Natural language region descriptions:
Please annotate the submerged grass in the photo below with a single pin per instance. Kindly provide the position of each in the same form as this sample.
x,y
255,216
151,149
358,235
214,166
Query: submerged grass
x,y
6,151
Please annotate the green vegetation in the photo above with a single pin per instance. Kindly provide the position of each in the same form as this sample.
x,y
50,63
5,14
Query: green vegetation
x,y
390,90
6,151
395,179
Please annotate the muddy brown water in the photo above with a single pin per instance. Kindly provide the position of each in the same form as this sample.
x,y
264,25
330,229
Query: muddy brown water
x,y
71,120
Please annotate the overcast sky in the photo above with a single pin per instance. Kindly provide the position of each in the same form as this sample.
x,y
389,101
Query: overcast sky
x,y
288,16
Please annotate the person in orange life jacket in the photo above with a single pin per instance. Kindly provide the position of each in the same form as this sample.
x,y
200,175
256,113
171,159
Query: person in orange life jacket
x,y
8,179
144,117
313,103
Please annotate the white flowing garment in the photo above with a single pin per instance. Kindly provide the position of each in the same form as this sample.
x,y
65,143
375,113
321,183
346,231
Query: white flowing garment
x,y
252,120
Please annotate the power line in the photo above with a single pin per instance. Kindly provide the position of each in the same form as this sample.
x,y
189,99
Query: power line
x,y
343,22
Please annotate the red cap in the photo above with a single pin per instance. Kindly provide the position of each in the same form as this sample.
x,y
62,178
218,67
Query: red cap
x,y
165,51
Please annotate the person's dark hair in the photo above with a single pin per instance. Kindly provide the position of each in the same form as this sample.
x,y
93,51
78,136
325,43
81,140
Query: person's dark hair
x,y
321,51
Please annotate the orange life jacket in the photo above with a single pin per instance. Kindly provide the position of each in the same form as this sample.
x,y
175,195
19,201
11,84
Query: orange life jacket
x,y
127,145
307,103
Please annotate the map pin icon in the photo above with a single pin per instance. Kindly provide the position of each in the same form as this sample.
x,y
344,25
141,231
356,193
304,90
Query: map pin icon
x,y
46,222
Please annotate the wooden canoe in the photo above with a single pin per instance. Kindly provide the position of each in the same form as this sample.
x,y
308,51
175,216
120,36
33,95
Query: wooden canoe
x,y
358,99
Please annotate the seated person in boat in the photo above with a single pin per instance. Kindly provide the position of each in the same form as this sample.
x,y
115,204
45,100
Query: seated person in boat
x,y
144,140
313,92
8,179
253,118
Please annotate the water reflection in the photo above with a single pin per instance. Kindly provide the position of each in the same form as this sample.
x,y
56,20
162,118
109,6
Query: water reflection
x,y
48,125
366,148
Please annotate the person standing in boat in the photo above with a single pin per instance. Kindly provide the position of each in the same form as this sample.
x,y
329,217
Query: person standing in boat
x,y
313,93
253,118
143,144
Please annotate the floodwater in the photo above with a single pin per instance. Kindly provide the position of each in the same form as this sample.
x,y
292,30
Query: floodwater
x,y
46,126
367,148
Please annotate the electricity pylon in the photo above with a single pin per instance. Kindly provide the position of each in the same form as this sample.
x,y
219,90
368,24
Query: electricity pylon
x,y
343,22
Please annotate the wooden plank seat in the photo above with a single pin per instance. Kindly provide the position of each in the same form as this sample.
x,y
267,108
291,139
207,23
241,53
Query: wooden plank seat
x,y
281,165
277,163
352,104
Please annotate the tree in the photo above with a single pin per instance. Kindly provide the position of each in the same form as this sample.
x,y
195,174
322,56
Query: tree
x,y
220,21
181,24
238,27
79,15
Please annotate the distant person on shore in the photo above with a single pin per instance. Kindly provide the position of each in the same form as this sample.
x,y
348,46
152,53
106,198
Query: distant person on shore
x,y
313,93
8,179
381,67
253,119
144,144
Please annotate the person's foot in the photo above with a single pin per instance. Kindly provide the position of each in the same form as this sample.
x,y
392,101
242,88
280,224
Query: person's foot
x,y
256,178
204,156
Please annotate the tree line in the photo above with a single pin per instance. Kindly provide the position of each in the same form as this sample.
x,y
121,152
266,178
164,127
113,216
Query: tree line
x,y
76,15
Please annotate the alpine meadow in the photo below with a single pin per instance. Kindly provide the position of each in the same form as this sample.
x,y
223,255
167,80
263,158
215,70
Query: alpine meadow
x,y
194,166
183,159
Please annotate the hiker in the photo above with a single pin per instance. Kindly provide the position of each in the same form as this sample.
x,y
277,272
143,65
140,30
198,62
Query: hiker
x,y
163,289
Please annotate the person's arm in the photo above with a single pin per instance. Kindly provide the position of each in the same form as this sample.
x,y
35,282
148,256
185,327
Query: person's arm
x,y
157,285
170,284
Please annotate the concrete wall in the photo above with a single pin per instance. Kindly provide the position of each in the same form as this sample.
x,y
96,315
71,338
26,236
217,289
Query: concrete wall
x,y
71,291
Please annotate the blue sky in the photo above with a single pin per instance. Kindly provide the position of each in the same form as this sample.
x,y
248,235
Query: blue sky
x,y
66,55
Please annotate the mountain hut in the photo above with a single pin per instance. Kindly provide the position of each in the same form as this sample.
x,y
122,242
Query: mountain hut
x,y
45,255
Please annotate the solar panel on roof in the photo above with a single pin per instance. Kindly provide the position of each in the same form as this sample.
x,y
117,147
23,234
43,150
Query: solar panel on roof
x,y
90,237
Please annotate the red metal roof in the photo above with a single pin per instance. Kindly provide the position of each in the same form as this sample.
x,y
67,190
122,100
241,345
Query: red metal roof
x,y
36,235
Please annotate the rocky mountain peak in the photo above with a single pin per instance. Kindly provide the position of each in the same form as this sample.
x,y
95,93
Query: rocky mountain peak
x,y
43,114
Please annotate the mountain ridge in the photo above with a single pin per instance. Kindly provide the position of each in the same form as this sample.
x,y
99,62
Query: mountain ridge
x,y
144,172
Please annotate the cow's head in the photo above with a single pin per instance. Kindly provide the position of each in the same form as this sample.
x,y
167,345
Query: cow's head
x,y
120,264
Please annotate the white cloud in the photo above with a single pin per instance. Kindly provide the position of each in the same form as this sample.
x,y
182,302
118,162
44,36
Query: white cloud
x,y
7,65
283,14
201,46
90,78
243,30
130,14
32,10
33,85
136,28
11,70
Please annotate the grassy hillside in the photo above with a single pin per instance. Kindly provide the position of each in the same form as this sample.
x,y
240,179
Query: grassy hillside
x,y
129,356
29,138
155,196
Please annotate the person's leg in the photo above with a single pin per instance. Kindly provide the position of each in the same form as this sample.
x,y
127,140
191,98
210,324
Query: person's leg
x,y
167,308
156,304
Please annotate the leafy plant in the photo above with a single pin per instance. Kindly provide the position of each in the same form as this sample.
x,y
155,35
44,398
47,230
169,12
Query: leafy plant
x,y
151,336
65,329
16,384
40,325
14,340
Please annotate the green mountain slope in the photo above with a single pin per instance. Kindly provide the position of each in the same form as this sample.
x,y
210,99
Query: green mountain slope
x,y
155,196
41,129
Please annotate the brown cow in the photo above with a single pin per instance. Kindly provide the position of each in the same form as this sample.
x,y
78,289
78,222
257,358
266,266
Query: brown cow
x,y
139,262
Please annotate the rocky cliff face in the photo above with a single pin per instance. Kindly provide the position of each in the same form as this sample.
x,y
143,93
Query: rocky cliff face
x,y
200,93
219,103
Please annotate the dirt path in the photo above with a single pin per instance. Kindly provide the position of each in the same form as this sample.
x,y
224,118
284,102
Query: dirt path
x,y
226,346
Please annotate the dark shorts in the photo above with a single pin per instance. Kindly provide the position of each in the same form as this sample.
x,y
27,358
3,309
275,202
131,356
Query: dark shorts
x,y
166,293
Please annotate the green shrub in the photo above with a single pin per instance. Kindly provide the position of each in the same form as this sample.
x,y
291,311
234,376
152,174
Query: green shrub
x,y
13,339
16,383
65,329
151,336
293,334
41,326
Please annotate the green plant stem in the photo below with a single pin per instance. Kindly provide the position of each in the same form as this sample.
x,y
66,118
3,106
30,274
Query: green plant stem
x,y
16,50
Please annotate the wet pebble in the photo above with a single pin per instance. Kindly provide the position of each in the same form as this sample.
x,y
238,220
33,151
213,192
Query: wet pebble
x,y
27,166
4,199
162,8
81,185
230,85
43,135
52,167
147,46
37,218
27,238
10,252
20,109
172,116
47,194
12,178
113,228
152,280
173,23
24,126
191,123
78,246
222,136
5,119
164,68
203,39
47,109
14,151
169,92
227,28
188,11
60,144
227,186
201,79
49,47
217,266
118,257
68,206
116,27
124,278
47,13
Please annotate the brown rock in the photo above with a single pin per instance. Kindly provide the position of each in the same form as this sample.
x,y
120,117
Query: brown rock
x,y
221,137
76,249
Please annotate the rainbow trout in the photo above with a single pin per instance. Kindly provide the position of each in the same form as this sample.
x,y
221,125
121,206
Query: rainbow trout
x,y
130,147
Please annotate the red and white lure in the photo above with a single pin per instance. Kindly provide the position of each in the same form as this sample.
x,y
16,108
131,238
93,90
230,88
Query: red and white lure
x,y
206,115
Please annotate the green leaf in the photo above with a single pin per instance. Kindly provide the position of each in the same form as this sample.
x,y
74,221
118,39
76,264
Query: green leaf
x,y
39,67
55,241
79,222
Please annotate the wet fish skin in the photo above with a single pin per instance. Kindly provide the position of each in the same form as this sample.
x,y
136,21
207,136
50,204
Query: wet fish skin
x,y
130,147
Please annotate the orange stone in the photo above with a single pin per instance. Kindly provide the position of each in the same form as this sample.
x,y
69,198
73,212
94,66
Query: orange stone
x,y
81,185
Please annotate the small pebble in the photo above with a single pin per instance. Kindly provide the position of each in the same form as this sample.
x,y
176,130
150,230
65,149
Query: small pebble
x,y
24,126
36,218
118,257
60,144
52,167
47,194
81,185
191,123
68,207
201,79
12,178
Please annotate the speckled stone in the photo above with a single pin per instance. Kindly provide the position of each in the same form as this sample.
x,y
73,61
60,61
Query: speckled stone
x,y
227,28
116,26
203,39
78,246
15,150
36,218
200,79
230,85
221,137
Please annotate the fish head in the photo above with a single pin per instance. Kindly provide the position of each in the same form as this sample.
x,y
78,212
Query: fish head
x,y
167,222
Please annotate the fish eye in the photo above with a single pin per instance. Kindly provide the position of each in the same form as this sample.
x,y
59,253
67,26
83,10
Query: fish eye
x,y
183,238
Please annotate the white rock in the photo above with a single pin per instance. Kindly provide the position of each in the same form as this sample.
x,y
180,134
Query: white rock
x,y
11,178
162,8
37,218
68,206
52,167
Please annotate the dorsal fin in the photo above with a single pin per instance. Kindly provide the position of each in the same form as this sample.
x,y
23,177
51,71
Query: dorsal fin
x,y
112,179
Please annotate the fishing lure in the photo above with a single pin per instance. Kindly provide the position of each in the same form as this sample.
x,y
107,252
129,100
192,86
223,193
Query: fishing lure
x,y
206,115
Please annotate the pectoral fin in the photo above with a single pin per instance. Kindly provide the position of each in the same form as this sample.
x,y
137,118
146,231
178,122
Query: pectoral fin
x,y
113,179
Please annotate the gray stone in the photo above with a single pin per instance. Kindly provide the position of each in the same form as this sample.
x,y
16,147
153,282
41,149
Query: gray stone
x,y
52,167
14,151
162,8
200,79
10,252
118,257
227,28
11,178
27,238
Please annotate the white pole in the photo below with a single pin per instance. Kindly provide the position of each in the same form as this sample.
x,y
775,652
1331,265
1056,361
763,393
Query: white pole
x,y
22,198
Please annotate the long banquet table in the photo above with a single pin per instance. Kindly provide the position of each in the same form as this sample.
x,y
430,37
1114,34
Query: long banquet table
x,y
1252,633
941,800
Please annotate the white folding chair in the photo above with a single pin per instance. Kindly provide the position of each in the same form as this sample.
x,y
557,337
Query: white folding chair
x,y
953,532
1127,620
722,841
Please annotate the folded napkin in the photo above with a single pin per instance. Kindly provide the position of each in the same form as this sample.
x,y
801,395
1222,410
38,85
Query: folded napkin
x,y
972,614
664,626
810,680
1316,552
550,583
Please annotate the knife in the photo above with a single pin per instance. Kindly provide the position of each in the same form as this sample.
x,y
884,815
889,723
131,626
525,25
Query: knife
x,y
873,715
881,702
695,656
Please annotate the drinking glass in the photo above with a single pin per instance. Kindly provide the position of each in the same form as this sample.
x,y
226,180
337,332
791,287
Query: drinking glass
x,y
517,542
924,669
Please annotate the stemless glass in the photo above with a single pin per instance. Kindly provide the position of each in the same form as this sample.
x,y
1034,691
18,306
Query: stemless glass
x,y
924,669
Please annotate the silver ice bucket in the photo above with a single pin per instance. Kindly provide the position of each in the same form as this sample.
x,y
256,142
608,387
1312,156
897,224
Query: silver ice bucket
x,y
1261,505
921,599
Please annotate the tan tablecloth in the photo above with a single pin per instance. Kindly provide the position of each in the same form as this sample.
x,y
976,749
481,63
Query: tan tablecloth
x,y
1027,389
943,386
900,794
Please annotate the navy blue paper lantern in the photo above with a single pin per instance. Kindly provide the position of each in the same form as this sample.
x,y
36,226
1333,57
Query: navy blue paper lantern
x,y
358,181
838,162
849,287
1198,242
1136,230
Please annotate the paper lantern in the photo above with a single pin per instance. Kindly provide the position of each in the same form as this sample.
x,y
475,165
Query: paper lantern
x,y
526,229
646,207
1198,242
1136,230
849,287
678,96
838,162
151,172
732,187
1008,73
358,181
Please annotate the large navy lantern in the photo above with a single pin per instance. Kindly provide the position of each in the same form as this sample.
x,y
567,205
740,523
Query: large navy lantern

Task objective:
Every line above that holds the string "large" counts once; give the total and nothing more.

Response to the exercise:
2